== EXERCISE TASKS ==
• 1. Retype part of the whistleblower-reward text word for word. Begin at the words "The U.S. government" and stop after "to defrauded investors.".
• 2. In the whistleblower-reward text, what is the largest share of the collected monetary sanctions a whistleblower may receive?
• 3. Write what comes next in the text about getting money for whistleblowing, picking up after its last sentence.

== SELECTED EXCERPT ==
▽
Can You Get Money for Whistleblowing?
The U.S. government has several whistleblower-reward programs that provide financial awards to whistleblowers for exposing certain types of wrongdoing. Under the programs, a whistleblower may receive up to 30% of the collected monetary sanctions if their tip leads to a successful enforcement action. This article focuses on two of the main whistleblower-reward programs, which were created under the Dodd-Frank Act: the SEC Whistleblower Program and the CFTC Whistleblower Program.
We have substantial experience representing whistleblowers before the SEC. In conjunction with our courageous clients, we have helped the CFTC curb market manipulation schemes and helped the SEC halt multi-million dollar investment schemes and return funds to defrauded investors.
If you have original information that you would like to report to the SEC Whistleblower Office, contact the Director of our SEC whistleblower practice at [email protected] or call our leading SEC whistleblower lawyers at (202) 930-5901 or (202) 262-8959. All inquiries are confidential.
△
== RECORD SET ==
▽
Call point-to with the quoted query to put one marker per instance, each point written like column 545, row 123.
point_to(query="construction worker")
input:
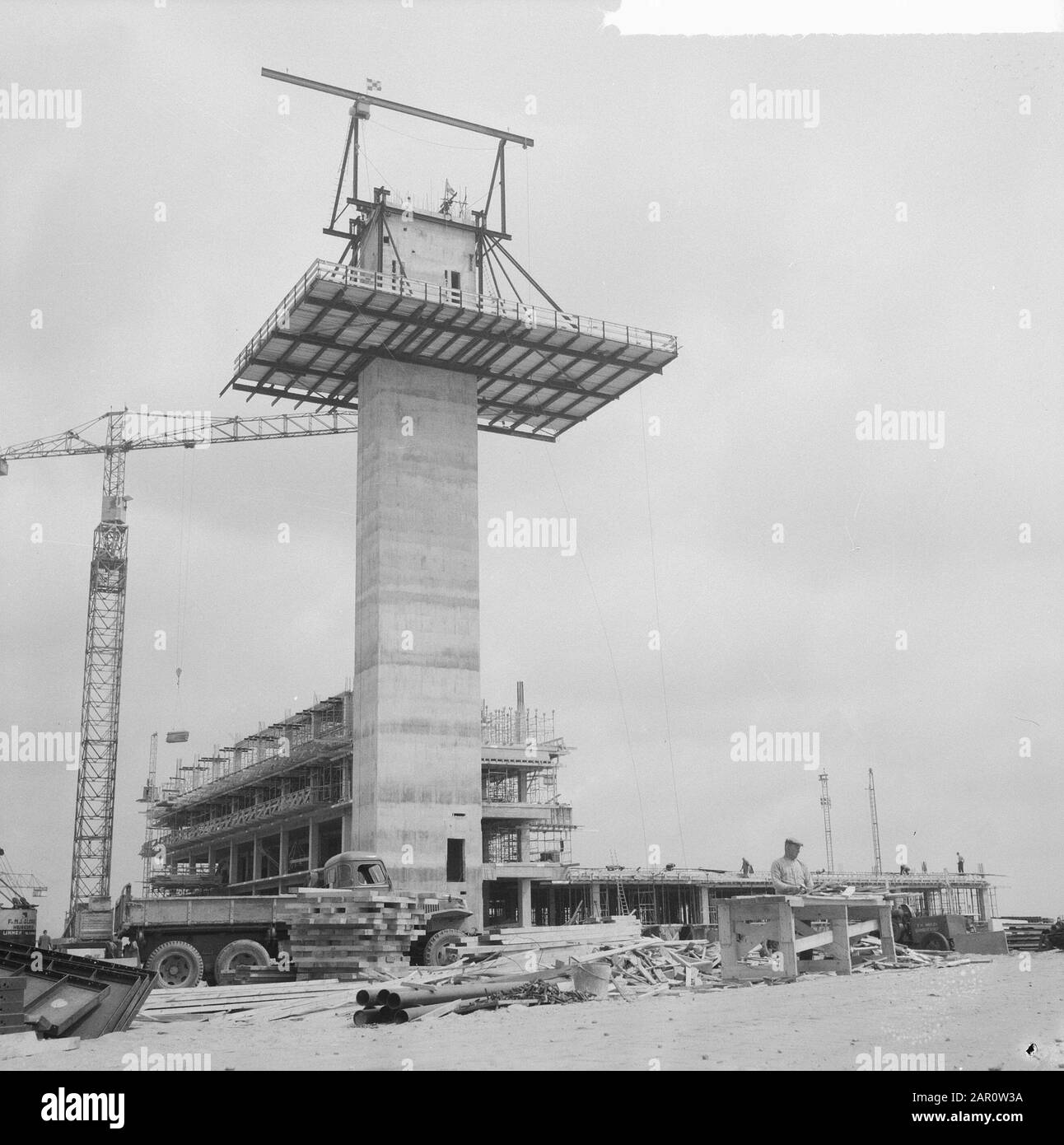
column 789, row 874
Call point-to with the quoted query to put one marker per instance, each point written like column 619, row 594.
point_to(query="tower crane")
column 876, row 860
column 114, row 434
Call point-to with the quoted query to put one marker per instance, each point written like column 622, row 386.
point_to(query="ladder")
column 622, row 901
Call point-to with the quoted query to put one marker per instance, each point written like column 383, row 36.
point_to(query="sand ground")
column 979, row 1017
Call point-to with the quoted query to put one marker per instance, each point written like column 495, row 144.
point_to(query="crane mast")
column 94, row 807
column 826, row 804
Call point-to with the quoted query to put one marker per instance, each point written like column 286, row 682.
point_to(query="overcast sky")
column 885, row 255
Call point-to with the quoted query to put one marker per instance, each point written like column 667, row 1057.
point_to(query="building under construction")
column 257, row 818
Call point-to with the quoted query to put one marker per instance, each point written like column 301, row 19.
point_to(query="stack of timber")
column 12, row 1018
column 348, row 933
column 1025, row 933
column 207, row 1002
column 255, row 975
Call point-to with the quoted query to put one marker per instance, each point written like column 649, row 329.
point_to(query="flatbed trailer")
column 190, row 938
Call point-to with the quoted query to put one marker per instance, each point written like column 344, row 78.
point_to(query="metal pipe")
column 407, row 998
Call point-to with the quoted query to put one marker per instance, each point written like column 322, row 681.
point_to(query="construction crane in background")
column 876, row 860
column 20, row 886
column 123, row 432
column 826, row 804
column 150, row 797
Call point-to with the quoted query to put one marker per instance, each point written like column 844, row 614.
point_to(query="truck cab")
column 355, row 868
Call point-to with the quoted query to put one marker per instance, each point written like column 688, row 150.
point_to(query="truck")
column 193, row 938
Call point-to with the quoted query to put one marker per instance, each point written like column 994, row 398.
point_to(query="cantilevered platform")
column 539, row 372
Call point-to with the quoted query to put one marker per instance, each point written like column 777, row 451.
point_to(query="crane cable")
column 661, row 658
column 188, row 474
column 613, row 664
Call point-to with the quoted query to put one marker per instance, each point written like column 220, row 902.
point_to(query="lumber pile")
column 346, row 934
column 1025, row 933
column 205, row 1002
column 618, row 928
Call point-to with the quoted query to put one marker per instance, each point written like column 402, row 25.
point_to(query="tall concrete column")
column 416, row 767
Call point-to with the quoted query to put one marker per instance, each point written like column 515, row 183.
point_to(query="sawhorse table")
column 788, row 921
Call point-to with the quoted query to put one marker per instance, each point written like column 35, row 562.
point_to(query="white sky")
column 757, row 423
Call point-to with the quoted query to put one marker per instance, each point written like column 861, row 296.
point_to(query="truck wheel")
column 244, row 951
column 441, row 948
column 176, row 965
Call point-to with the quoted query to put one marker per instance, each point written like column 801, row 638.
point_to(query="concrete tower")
column 417, row 591
column 408, row 332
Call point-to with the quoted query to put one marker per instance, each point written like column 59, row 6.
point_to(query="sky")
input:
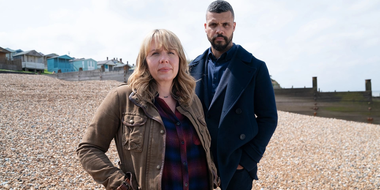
column 336, row 41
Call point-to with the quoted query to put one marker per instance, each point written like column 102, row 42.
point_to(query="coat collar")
column 235, row 79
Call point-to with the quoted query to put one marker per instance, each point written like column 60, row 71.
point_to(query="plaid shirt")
column 185, row 166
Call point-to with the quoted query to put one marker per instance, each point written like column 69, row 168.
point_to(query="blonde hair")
column 142, row 82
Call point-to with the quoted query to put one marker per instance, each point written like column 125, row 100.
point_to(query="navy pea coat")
column 242, row 116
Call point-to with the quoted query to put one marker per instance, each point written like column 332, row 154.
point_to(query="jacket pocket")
column 134, row 131
column 204, row 131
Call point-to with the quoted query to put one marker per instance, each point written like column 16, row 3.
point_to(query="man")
column 238, row 100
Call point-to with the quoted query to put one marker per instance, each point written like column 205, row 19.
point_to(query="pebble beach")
column 42, row 120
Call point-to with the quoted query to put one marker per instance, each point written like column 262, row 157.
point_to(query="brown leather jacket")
column 139, row 135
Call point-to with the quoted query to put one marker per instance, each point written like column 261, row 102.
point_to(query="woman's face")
column 163, row 64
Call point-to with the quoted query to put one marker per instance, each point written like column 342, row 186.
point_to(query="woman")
column 158, row 125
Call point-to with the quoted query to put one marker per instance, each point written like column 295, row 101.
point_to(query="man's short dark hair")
column 220, row 6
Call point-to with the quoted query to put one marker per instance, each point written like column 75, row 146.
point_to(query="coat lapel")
column 237, row 77
column 199, row 72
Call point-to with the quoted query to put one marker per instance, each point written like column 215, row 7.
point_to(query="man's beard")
column 220, row 47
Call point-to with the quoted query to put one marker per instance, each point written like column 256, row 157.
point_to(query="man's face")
column 220, row 28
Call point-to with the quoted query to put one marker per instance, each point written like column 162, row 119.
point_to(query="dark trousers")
column 240, row 181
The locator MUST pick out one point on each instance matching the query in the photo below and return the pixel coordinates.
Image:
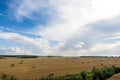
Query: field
(31, 68)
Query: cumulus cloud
(14, 51)
(81, 24)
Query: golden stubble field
(33, 68)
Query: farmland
(32, 68)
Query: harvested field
(29, 69)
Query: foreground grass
(95, 74)
(35, 68)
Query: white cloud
(90, 21)
(14, 51)
(41, 43)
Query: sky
(60, 27)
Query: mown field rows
(29, 69)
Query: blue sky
(60, 27)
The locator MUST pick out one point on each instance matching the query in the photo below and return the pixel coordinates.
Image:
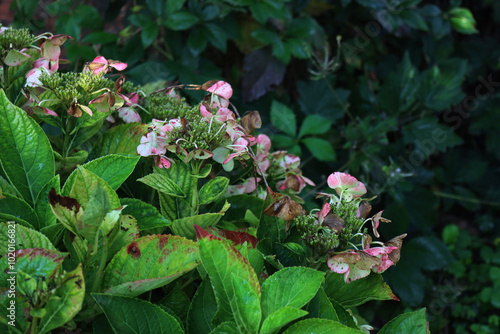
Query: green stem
(5, 75)
(194, 188)
(96, 286)
(34, 325)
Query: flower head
(345, 184)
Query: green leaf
(321, 307)
(202, 310)
(162, 184)
(81, 184)
(344, 316)
(65, 302)
(181, 21)
(148, 263)
(314, 125)
(399, 91)
(463, 21)
(131, 315)
(245, 305)
(292, 286)
(412, 322)
(283, 118)
(94, 214)
(185, 226)
(42, 206)
(213, 189)
(113, 168)
(280, 318)
(221, 261)
(121, 139)
(16, 209)
(26, 155)
(359, 291)
(36, 262)
(320, 326)
(441, 86)
(23, 238)
(147, 216)
(320, 148)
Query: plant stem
(96, 286)
(34, 325)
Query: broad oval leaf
(213, 189)
(113, 168)
(147, 216)
(280, 318)
(148, 263)
(321, 326)
(221, 261)
(25, 152)
(359, 291)
(162, 184)
(65, 302)
(16, 209)
(23, 238)
(412, 322)
(185, 226)
(81, 184)
(291, 286)
(202, 309)
(135, 316)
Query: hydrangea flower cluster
(212, 130)
(335, 229)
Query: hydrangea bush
(135, 212)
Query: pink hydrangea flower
(129, 115)
(222, 89)
(345, 184)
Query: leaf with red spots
(149, 263)
(222, 263)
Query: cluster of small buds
(340, 222)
△
== ANSWERS BY TASK ==
• 1.
The U.S. government has several whistleblower-reward programs that provide financial awards to whistleblowers for exposing certain types of wrongdoing. Under the programs, a whistleblower may receive up to 30% of the collected monetary sanctions if their tip leads to a successful enforcement action. This article focuses on two of the main whistleblower-reward programs, which were created under the Dodd-Frank Act: the SEC Whistleblower Program and the CFTC Whistleblower Program.
We have substantial experience representing whistleblowers before the SEC. In conjunction with our courageous clients, we have helped the CFTC curb market manipulation schemes and helped the SEC halt multi-million dollar investment schemes and return funds to defrauded investors.

• 2. Up to 30%.

• 3.
SEC Whistleblower Program
The SEC Whistleblower Program provides monetary rewards to whistleblowers who help the SEC identify fraud and other federal securities laws violations. To be eligible for an award under the program, whistleblowers must voluntarily provide the SEC with original information that leads to successful enforcement actions with total monetary sanctions totaling more than $1 million. A whistleblower may receive an award of between 10% and 30% of the total monetary sanctions collected. Since 2012, the SEC has awarded more than $1.2 billion to whistleblowers.
The SEC Whistleblower Program also protects the confidentiality of whistleblowers and does not disclose information that might directly or indirectly reveal a whistleblower’s identity. Whistleblowers can even submit a tip anonymously to the SEC if represented by an attorney in connection with their tip.
Who is an “eligible” whistleblower under the program?
Most individuals, regardless of citizenship, are eligible whistleblowers if they voluntarily provide the SEC with original information about a possible violation of the federal securities laws that has occurred, is ongoing, or is about to occur. If certain exceptions apply, even compliance personnel, including internal auditors, external auditors, officers, and directors, may be eligible for SEC whistleblower awards. Furthermore, in certain circumstances, even culpable whistleblowers may be eligible for awards.
How does the SEC determine the amount of an award?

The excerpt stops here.